PROVIDED DATA START

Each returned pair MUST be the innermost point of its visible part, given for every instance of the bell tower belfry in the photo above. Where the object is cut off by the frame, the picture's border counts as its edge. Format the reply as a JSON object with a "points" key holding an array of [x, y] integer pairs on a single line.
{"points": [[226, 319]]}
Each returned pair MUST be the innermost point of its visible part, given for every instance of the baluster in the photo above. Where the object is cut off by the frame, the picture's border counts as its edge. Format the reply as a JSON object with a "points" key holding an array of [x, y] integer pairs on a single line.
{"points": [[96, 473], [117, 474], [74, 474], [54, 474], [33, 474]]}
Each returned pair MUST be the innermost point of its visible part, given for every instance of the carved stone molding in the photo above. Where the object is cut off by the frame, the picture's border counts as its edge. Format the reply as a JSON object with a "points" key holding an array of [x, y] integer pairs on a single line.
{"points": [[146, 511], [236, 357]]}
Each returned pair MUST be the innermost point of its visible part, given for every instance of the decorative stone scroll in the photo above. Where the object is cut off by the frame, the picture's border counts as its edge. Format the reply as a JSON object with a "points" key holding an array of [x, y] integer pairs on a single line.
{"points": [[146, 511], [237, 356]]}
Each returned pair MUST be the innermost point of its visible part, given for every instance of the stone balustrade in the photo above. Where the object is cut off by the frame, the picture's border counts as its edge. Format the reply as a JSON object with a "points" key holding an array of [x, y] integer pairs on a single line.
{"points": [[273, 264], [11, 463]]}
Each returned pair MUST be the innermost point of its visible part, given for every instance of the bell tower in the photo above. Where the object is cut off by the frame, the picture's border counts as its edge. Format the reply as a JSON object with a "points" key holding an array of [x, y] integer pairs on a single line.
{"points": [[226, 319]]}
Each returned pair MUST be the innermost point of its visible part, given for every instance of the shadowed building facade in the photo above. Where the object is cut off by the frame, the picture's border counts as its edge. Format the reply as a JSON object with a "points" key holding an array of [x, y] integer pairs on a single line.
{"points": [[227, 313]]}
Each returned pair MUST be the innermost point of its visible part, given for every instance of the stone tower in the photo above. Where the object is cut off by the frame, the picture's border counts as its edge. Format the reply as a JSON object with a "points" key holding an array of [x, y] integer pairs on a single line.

PROVIDED DATA END

Without any change, reproduce the listing above in full.

## OUTPUT FOR THIS EXERCISE
Each returned pair MUST be the innermost point of its visible part, given for every instance of the bell tower belfry in the photo above. Where the object is cut off by the frame, the picture's border counts as its edge. Format the reply as a JSON object with a "points" key holding an array of [x, y] integer pairs on a single line.
{"points": [[226, 319]]}
Each returned pair MUST be the innermost point of its visible part, given for every instance of the baluster in the photo above. Where the object is cut off by the frame, the picture's border counts as its edge. Format the reply as a JSON object with a "points" key holding an array of [x, y] integer pairs on a single line.
{"points": [[96, 473], [117, 474], [74, 474], [54, 474], [33, 474]]}
Each returned pair MUST be the innermost point of its visible part, given for every instance of the carved stone molding in the photo above. Where the object is cut off by the frame, the picture's border counts as its edge. Format the reply as a JSON object with a "points" key holding an array of [x, y] integer pairs on a single line.
{"points": [[146, 511], [236, 357]]}
Each returned pair MUST be the innermost point of its visible part, given for every instance of the decorative stone scroll in the photo above. Where the object is cut off by the frame, the picture's border counts as its edge. Format the reply as a JSON object with a "points" key holding an array of [x, y] integer pairs on a single line.
{"points": [[146, 511], [237, 356]]}
Each returned pair MUST be the innermost point of its visible part, given for every instance of the stone balustrade in the photo above. Where the object is cut off by the frame, the picture's border counts as its edge. Format the reply as a JSON object with a "points" key holding an array of [x, y] integer pairs on a single line.
{"points": [[273, 264], [11, 463]]}
Each returned pair MUST be the innermost point of its visible part, given for every instance of the bell tower in the photo above. Where the object is cut off by the frame, the picture's border counts as its edge. Format the reply as a JSON object with a "points" key holding an array of [x, y] integer pairs on a single line.
{"points": [[226, 319]]}
Each returned pair MUST be the innermost point of its visible part, given for every instance of the shadowed building facade in the photo above. Where the object is cut off by the frame, the picture's border counts as its edge. Format the reply as a JSON object with a "points" key holding an array of [x, y] integer pairs on a single line.
{"points": [[227, 313]]}
Each returned pair MUST be the innermost point of its visible part, given for every instance of the stone tower in the photo above. Where the object is cut off by the frame, the picture's border counts as its edge. Format the reply as a JSON object with a "points" key holding an array of [x, y] integer pairs on a single line.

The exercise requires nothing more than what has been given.